▸ **EXERCISE MATERIALS**:
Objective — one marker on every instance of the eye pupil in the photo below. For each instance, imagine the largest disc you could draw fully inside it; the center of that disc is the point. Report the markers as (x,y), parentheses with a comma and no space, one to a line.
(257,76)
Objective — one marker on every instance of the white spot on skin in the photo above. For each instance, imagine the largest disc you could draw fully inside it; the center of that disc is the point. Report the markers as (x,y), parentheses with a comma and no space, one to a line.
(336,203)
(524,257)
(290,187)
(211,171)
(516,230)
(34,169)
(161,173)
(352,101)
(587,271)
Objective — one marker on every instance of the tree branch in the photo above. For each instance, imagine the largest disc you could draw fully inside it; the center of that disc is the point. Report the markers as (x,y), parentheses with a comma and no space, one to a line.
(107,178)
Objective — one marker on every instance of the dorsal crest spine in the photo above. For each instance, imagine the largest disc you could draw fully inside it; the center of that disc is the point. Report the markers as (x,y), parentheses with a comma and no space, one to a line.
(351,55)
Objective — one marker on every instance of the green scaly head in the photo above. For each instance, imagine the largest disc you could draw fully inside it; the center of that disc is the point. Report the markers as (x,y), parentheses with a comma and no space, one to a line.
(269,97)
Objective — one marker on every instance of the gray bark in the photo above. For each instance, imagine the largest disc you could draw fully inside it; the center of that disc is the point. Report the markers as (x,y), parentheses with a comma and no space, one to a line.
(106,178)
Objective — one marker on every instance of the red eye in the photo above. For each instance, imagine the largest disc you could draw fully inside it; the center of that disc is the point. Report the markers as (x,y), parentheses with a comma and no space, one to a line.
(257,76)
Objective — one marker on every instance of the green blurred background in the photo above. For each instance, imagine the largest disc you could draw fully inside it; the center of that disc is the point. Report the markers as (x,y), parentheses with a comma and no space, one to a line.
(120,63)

▸ **GOAL**:
Write every line of the material above again, exactly.

▸ **SOLVED EXERCISE**:
Objective — one marker on every instance of the eye pupil in the photo below. For each instance, imagine the largest disc you could draw fully inside it; the center of that disc is the point. Report the markers as (x,y), parentheses with a comma and no space, one to a line.
(257,76)
Objective — one marker on every instance of the white spot on skin in the photo above. For each instance, imagine the largest disc you could draw fully inside it; the center of that disc is the point. Report the markers as (x,y), parentheses with a comma and no space, one to a line.
(336,203)
(524,257)
(290,187)
(211,171)
(516,230)
(34,169)
(161,173)
(352,101)
(587,271)
Objective — one marker on every instance of the tree branch in the photo above. For each instance, imagine the largest disc you could draw fully inside it; the center of that disc is the point. Report the markers as (x,y), parentheses with a comma and no space, one to a line.
(107,178)
Objective — one marker on every instance of the dorsal crest spine in the photo above. For each instance, imagine the largest disc you could draw fully inside it; the center of that disc is the point. Report the markers as (x,y), parentheses with a comma and no space, one to a line.
(351,55)
Objective — one marker on every instance of the green scaly head in the photo above. For each instance, imagine the largest disc you could draw fully inside it; the center of that disc is the point. Report the markers as (x,y), parentheses with a comma and no space, one to a line.
(269,97)
Objective — one marker on every instance of the gray bark in the photo above. For each instance, imagine the largest disc you could draw fully inside it; the center of that disc is the point. Report the markers as (x,y), parentheses with a comma and no space, one to a line.
(106,178)
Objective — one marker on every instance of the red eye in the photo above. For each instance, imagine the largest disc you could draw fully inside it; the center of that disc is the point. Report the markers as (x,y), parentheses with a comma and no space, one to a line.
(257,76)
Objective — one marker on every instance of the green blurred background in the photo above. For each instance, imagine the largest disc you could draw fully inside it; the center of that disc is the point. Report the markers as (x,y), parentheses with a comma and no space, one to a line.
(120,63)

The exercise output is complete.